**How to complete this task:**
Copy the passage from the financial results text below, from "(in thousands)   2006" to "Tax Expense (Benefit)", word for word.

CONSOLIDATED OTHER INCOME AND DEDUCTIONS
Other income and deductions increased by $2.5 million in 2007 compared with 2006 and decreased by $2.2 million in 2006 compared with 2005, mainly due to a noncash charge of $3.3 million in 2006 related to the disallowance of a portion of capitalized costs of funds used during construction from the electric utility’s rate base.
CONSOLIDATED INTEREST CHARGES
Interest expense increased $1.4 million in 2007 compared with 2006 as a result of a net increase of $87 million in long-term debt in 2007. Short-term debt interest expense increased by $1.8 million in 2007 as a result of an increase in the average daily balance of short-term debt outstanding and higher interest rates. Increases in interest expense on both long-term and short-term debt were partially offset by a $2.4 million increase in capitalized interest in 2007. Interest expense increased $1.0 million in 2006 compared with 2005 primarily as a result of increased interest rates on short-term debt.
CONSOLIDATED INCOME TAXES
The 3.2% increase in income tax expense from continuing operations in 2007 compared to 2006 is due, in part, to a 5.2% increase in income from continuing operations before income taxes. Our effective tax rate on income from continuing operations was 34.1% for 2007 compared with 34.8% for 2006.
The 3.2% decrease in income tax expense from continuing operations in 2006 compared to 2005 is due, in part, to a 4.9% decrease in income from continuing operations before income taxes. Our effective tax rate on income from continuing operations was 34.8% for 2006 compared with 34.2% for 2005.
DISCONTINUED OPERATIONS
In 2006, we sold the natural gas marketing operations of OTESCO, our energy services subsidiary. Discontinued operations includes the operating results of OTESCO’s natural gas marketing operations for 2006 and 2005. Discontinued operations also includes an after-tax gain on the sale of OTESCO’s natural gas marketing operations of $0.3 million in 2006.
In 2005, we sold Midwest Information Systems, Inc. (MIS), St. George Steel Fabrication, Inc. (SGS) and Chassis Liner Corporation (CLC). Discontinued operations includes the operating results of MIS, SGS and CLC for 2005. Discontinued operations also includes an after-tax gain on the sale of MIS of $11.9 million, an after-tax loss on the sale of SGS of $1.7 million and an after-tax loss on the sale of CLC of $0.2 million in 2005.
The following table presents operating revenues, expenses, including interest and other income and deductions, and income taxes, included on a net basis in income from discontinued operations on our 2006 and 2005 consolidated statements of income.
                 
(in thousands)   2006       2005    
  | |
Operating Revenues
  $ 28,234     $ 80,988  
Expenses
    28,180       81,601  
Goodwill Impairment Loss
          1,003  
Income Tax Expense (Benefit)
    28       (261 )
 
           
Income (Loss) from Discontinued Operations
  $ 26     $ (1,355 )

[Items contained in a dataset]
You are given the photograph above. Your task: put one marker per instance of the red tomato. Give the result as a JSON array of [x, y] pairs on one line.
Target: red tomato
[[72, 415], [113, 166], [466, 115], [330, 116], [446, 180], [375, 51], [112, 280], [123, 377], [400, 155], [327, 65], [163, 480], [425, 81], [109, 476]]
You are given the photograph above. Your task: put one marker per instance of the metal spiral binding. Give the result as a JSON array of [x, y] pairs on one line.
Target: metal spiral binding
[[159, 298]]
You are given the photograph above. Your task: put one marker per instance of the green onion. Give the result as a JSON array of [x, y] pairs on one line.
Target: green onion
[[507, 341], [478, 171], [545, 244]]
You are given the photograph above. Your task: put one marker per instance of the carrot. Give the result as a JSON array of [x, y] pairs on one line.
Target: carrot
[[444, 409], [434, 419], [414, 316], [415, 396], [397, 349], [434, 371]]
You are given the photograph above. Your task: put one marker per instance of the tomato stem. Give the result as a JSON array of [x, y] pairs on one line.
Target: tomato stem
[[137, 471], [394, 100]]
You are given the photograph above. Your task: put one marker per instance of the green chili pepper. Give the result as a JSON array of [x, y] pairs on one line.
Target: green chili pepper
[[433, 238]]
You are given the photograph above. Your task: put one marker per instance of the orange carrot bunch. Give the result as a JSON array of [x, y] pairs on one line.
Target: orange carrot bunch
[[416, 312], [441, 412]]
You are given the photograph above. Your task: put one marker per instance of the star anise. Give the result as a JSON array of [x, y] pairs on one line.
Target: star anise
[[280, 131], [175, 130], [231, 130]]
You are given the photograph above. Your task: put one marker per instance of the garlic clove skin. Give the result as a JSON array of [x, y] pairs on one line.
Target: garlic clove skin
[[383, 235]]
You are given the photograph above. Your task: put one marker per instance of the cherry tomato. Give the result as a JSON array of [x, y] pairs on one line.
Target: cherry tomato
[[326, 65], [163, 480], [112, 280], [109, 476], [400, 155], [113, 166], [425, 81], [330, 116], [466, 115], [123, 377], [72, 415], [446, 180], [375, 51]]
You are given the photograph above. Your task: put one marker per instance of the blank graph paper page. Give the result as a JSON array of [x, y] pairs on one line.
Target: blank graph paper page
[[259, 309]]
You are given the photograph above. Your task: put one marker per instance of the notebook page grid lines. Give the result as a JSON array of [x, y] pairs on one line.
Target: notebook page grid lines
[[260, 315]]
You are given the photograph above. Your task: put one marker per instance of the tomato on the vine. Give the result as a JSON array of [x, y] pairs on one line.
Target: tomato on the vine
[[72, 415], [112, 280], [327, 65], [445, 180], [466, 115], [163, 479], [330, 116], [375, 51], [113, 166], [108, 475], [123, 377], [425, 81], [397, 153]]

**Solution to this exercise:**
(in thousands)   2006       2005    
  | |
Operating Revenues
  $ 28,234     $ 80,988  
Expenses
    28,180       81,601  
Goodwill Impairment Loss
          1,003  
Income Tax Expense (Benefit)